Exercise instructions
Take the entries that follow and return exactly the lines from the one holding "Target: distant hill" through the one holding "of the sandy", both included. Nothing else is needed.

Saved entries
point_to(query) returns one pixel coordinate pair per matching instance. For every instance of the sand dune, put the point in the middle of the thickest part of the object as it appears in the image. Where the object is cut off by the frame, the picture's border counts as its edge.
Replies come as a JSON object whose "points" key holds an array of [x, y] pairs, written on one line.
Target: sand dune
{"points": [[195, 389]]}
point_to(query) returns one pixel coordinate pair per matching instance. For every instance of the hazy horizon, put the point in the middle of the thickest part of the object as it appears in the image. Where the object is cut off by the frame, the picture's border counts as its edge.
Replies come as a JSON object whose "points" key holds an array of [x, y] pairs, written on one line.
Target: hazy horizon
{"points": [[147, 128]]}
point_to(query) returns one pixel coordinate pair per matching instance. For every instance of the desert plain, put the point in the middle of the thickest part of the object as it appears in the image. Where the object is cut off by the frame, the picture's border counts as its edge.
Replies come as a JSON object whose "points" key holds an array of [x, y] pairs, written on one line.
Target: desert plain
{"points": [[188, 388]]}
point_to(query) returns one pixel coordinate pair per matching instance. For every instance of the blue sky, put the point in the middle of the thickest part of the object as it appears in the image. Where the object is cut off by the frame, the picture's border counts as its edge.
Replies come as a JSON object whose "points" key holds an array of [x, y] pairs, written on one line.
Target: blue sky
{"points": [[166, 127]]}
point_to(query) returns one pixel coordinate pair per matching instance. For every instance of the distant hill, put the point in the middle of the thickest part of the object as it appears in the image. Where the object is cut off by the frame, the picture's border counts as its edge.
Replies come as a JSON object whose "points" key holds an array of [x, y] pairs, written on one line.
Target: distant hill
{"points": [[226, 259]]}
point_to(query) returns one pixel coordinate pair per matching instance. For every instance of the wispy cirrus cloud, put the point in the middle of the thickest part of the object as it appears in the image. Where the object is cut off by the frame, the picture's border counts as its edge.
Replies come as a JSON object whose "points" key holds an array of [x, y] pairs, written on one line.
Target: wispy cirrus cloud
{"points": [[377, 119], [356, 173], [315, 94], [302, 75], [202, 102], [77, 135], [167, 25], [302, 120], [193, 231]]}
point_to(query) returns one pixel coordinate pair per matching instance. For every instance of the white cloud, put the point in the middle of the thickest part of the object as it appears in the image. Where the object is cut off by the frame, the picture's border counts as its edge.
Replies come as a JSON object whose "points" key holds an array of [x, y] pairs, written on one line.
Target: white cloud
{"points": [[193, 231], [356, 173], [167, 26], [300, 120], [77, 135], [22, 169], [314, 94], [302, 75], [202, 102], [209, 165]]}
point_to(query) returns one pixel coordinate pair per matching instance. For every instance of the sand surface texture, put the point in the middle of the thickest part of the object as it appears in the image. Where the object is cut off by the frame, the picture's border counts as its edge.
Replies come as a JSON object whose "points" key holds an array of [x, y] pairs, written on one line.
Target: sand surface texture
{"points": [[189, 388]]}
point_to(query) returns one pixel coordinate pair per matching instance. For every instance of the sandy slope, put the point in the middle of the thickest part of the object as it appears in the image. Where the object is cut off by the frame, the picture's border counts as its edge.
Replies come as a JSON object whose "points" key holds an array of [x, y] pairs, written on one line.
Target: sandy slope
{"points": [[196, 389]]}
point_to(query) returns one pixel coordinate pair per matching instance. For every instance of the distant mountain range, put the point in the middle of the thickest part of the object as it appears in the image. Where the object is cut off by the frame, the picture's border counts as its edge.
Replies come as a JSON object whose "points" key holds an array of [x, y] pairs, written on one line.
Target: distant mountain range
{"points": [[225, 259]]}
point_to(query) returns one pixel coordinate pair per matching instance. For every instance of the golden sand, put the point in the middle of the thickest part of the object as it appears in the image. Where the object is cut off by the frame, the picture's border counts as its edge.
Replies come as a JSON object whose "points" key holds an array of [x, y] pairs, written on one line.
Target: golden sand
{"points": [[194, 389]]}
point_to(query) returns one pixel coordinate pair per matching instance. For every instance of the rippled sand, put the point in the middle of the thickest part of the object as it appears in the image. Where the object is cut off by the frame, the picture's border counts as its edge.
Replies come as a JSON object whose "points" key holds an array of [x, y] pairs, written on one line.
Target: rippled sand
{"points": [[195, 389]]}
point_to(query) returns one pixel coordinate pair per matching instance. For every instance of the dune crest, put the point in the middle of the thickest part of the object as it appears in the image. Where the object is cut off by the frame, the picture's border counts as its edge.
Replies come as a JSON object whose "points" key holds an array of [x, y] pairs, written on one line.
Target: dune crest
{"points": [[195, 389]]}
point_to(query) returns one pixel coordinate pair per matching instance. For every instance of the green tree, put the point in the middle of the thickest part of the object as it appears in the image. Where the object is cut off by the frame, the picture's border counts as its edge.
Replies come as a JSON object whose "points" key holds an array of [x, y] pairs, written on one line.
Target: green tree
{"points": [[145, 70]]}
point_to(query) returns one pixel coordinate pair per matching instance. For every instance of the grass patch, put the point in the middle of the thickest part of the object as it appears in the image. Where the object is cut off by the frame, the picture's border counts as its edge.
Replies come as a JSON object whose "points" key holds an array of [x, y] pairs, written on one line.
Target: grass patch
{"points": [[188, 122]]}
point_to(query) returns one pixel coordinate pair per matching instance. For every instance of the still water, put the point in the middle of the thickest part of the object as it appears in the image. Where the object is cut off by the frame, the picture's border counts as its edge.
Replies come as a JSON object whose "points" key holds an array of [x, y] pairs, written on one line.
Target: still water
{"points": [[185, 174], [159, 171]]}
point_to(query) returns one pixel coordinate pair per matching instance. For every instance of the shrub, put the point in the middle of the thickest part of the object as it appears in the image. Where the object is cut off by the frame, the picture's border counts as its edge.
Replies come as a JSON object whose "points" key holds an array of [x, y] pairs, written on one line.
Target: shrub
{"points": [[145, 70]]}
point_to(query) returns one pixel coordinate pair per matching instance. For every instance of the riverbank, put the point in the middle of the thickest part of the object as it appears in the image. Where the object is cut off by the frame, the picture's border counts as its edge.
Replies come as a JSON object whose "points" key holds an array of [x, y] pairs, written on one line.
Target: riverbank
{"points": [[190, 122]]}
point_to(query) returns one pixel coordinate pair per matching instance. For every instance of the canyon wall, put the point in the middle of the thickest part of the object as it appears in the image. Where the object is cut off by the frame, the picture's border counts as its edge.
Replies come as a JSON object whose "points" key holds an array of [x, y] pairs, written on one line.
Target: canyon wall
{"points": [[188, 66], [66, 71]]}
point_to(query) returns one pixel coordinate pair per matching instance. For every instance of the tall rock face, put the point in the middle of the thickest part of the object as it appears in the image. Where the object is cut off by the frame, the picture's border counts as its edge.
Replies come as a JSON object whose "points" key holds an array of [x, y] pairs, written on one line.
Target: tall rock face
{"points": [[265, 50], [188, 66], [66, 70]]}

Answer to the problem
Target: distant hill
{"points": [[226, 259]]}
point_to(query) returns one pixel coordinate pair per matching instance. For every instance of the wispy cirrus cloud, put the point in the middle of the thickest part of the object as it appears in the image. Where the object is cut off by the frame, the picture's border counts as its edge.
Replies come as a JSON object whose "points" key holds an array of [x, y] pairs, written on one line.
Target: wispy cirrus cloud
{"points": [[377, 119], [356, 173], [315, 94], [302, 75], [202, 102], [77, 135], [167, 25], [302, 120], [193, 231]]}
point_to(query) returns one pixel coordinate pair per matching instance. For every instance of the white cloud, put the point in the middle of the thickest part of the object as it appears in the image. Where the object is cut off by the frame, the picture's border counts as its edge.
Replies come as a JSON object whose "points" key holds an array of [x, y] pairs, written on one line.
Target: white cloud
{"points": [[193, 231], [356, 173], [167, 26], [300, 120], [77, 135], [22, 169], [314, 94], [302, 75], [202, 102], [209, 165]]}
point_to(query) returns one pixel coordinate pair per matching instance. For every instance of the sand surface texture, put the point in the middle of the thickest part of the object as it appears in the image. Where the object is cut off by the frame, the picture's border counts as its edge.
Replies come as a JSON object whose "points" key holds an array of [x, y] pairs, written on one line.
Target: sand surface texture
{"points": [[189, 388]]}
point_to(query) returns one pixel coordinate pair per matching instance. For every instance of the sandy slope, put the point in the middle of the thickest part of the object as it appears in the image. Where the object is cut off by the frame, the picture's border counts as its edge.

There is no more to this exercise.